>> start INFORMATION GIVEN
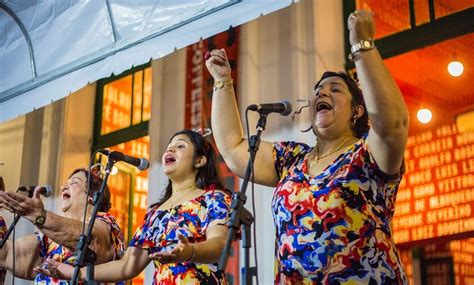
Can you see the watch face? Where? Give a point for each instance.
(40, 220)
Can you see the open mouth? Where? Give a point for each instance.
(169, 159)
(66, 196)
(323, 106)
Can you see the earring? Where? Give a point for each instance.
(354, 121)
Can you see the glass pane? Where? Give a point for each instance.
(390, 16)
(422, 12)
(446, 7)
(147, 94)
(137, 96)
(116, 107)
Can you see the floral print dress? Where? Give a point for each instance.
(159, 233)
(334, 228)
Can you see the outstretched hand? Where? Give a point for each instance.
(55, 269)
(218, 64)
(361, 26)
(23, 205)
(182, 252)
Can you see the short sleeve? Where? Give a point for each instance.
>> end INFORMATION GIVEN
### EXERCISE OBJECTIVE
Lay out the rows above as a numbered list, starting at the line containing "Can you see the open" and continuing through the last row, leaving out any blank lines.

### RESULT FOR THIS TASK
1. Can you see the open mouth? Where? Give a point for each instance.
2. (169, 159)
3. (66, 196)
4. (323, 106)
5. Can you see the earring? Where? Give a point for each instance.
6. (354, 121)
7. Can you see the glass pane? Where? Give a point for each instance.
8. (390, 16)
9. (422, 12)
10. (446, 7)
11. (147, 94)
12. (137, 96)
13. (116, 107)
14. Can you see the floral print dress? Where? Give a point for each instance.
15. (159, 233)
16. (334, 228)
17. Can you see the outstretched hand? Where? Give a point for each instance.
18. (55, 269)
19. (218, 64)
20. (361, 26)
21. (23, 205)
22. (182, 252)
23. Can you see the short sleeve? Where? Give a point for each instance.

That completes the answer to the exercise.